## Exercise details
Return every line of the items below without any change.

## Supplied information
--- START ---

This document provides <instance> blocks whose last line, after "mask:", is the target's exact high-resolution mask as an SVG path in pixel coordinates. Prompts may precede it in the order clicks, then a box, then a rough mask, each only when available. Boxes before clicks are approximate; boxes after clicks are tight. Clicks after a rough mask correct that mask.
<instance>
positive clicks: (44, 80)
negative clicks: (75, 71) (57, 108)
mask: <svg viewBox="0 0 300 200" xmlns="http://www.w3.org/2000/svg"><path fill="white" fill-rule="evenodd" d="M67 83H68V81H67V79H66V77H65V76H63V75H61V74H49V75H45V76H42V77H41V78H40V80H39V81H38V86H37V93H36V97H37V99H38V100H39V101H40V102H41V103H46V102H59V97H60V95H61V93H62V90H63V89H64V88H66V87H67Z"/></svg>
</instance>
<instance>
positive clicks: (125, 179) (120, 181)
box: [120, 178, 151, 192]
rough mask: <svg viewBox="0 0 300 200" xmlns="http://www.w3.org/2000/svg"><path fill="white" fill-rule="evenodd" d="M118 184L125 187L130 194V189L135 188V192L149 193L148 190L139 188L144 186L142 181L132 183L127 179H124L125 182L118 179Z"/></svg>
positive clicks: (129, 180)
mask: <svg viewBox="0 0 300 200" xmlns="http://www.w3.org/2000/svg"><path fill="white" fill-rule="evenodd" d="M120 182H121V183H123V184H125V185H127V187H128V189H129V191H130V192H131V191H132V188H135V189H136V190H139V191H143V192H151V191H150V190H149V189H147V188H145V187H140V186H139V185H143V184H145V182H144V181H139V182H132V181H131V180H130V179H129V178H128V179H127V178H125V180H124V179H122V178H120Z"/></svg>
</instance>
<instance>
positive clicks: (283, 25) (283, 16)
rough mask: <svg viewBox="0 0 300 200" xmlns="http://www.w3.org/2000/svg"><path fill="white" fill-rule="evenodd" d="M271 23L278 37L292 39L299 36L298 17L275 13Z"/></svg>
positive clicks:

--- END ---

## Answer to this problem
This document provides <instance> blocks whose last line, after "mask:", is the target's exact high-resolution mask as an SVG path in pixel coordinates. Prompts may precede it in the order clicks, then a box, then a rough mask, each only when available. Boxes before clicks are approximate; boxes after clicks are tight. Clicks after a rough mask correct that mask.
<instance>
positive clicks: (44, 80)
negative clicks: (75, 71) (57, 108)
mask: <svg viewBox="0 0 300 200" xmlns="http://www.w3.org/2000/svg"><path fill="white" fill-rule="evenodd" d="M67 83H68V81H67V79H66V77H65V76H63V75H61V74H49V75H45V76H42V77H41V78H40V80H39V81H38V86H37V93H36V97H37V99H38V100H39V101H40V102H41V103H46V102H59V97H60V95H61V93H62V90H63V89H64V88H66V87H67Z"/></svg>
</instance>
<instance>
positive clicks: (125, 179) (120, 181)
box: [120, 178, 151, 192]
rough mask: <svg viewBox="0 0 300 200" xmlns="http://www.w3.org/2000/svg"><path fill="white" fill-rule="evenodd" d="M118 184L125 187L130 194V189L135 188V192L149 193L148 190L139 188L144 186L142 181L132 183L127 179H124L125 182L118 179Z"/></svg>
positive clicks: (129, 180)
mask: <svg viewBox="0 0 300 200" xmlns="http://www.w3.org/2000/svg"><path fill="white" fill-rule="evenodd" d="M120 182H121V183H123V184H125V185H127V187H128V189H129V191H130V192H131V191H132V188H135V189H136V190H139V191H143V192H151V191H150V190H149V189H147V188H145V187H140V186H139V185H143V184H145V182H144V181H139V182H132V181H131V180H130V179H129V178H128V179H127V178H125V180H124V179H122V178H120Z"/></svg>
</instance>
<instance>
positive clicks: (283, 25) (283, 16)
rough mask: <svg viewBox="0 0 300 200" xmlns="http://www.w3.org/2000/svg"><path fill="white" fill-rule="evenodd" d="M271 23L278 37L292 39L299 36L298 17L275 13Z"/></svg>
positive clicks:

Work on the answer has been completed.